═══ Data provided ═══

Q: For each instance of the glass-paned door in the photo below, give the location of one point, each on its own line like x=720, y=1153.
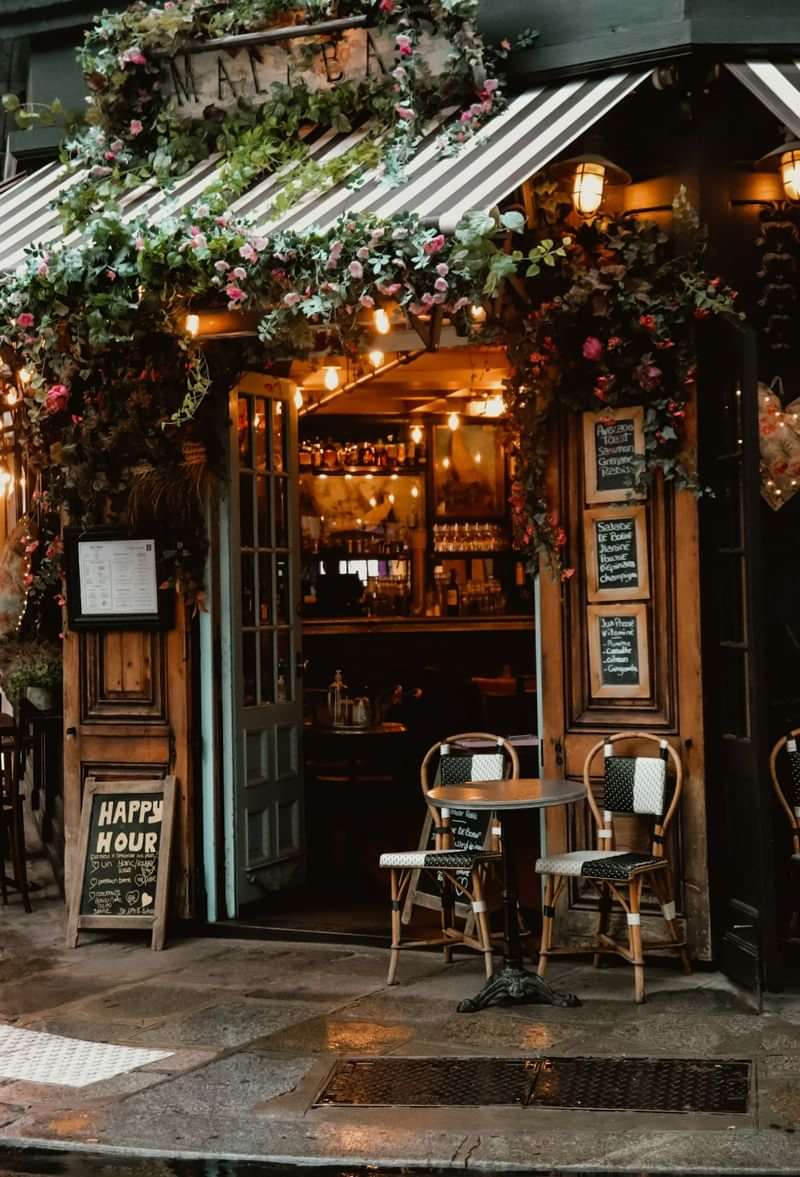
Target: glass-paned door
x=265, y=720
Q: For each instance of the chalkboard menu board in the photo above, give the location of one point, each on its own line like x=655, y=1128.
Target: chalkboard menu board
x=619, y=665
x=617, y=566
x=614, y=444
x=125, y=839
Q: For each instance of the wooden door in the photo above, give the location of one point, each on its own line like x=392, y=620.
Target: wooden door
x=126, y=716
x=261, y=684
x=578, y=707
x=739, y=792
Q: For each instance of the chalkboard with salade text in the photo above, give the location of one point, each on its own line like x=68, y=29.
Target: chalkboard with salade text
x=614, y=445
x=125, y=843
x=617, y=566
x=618, y=651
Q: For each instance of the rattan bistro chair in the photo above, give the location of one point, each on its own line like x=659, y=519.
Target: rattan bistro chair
x=632, y=785
x=458, y=870
x=788, y=797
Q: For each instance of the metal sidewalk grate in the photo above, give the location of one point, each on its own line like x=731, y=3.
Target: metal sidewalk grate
x=593, y=1084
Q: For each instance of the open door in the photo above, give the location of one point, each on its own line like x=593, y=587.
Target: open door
x=734, y=671
x=260, y=626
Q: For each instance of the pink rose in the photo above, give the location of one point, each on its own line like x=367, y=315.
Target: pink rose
x=592, y=348
x=57, y=398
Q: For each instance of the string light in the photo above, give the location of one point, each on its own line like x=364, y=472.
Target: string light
x=382, y=323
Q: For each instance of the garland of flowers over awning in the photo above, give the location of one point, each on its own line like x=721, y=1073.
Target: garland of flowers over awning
x=119, y=401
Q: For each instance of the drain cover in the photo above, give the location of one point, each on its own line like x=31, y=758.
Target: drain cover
x=599, y=1084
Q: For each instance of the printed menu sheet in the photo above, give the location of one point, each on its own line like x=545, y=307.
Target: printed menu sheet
x=118, y=576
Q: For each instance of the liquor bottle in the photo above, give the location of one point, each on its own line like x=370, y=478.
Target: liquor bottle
x=453, y=596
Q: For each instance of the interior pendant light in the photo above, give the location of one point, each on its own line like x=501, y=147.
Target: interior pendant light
x=786, y=159
x=590, y=175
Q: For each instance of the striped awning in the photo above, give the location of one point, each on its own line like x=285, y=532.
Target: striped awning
x=774, y=84
x=534, y=128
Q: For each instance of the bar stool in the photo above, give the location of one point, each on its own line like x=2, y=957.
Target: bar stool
x=12, y=822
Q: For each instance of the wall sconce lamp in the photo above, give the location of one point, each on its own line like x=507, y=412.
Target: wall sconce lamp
x=591, y=174
x=785, y=159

═══

• [Your instructions]:
Rewrite everything from the row containing "Q: For each instance of the striped" down to the row containing "x=12, y=822", with "bar stool" changed to "counter stool" and nothing else altered.

• [Written response]:
Q: For each instance of the striped awning in the photo above, give the location of one point, each on its own line like x=285, y=532.
Target: striped awning
x=774, y=84
x=534, y=128
Q: For each instance of the counter stool in the photo above, give the location of one point, each on its own line like x=2, y=957.
Target: counter stool
x=12, y=822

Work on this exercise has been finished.